[How to complete this task]
Find the line holding "For every instance of the airplane" in the entries below. Give it again exactly, along with every line after it up to and including the line holding "For every instance of the red".

[Data to use]
════════

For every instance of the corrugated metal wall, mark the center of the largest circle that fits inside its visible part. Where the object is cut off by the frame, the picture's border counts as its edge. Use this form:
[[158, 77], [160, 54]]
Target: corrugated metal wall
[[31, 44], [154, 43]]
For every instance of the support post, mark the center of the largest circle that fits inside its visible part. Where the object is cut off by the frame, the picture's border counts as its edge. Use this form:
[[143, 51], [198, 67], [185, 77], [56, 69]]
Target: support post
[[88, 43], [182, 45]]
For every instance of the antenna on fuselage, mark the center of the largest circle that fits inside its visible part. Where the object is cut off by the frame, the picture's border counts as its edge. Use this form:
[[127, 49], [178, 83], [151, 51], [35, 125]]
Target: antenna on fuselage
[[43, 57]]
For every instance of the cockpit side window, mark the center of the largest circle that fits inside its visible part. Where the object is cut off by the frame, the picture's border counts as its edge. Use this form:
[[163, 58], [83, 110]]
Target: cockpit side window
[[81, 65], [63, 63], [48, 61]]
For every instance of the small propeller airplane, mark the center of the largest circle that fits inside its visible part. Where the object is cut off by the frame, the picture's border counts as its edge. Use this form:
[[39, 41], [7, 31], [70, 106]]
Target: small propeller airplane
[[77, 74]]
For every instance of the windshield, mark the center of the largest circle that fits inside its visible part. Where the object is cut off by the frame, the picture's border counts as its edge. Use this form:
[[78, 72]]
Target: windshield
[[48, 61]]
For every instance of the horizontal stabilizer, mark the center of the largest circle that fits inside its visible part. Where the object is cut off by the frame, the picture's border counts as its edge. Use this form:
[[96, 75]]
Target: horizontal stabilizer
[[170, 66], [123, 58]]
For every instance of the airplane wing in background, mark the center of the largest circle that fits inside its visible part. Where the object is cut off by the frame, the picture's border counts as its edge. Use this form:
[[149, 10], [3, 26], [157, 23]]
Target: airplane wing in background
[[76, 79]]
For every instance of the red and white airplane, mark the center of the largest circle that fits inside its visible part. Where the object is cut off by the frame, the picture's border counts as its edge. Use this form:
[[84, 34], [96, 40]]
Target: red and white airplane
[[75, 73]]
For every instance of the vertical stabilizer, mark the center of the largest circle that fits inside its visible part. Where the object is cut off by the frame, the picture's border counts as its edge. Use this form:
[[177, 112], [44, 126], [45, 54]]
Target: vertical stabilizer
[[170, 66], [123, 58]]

════════

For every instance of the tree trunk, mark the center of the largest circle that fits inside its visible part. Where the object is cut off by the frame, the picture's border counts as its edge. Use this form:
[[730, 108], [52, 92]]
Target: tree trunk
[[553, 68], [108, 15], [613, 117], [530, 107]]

════════

[Solution for this task]
For every instance of the airplane wing in background, mark the center of the largest circle that fits inside its visible part. Where the object is cut off by the frame, the picture's border counts as its edge. Use this form:
[[149, 10], [3, 26], [157, 23]]
Target: airplane wing in background
[[76, 79]]
For every instance of the red and white airplane, mark the center of the largest circle that fits inside its visible part. Where the object is cut off by the frame, the picture's border counts as its edge. Use this form:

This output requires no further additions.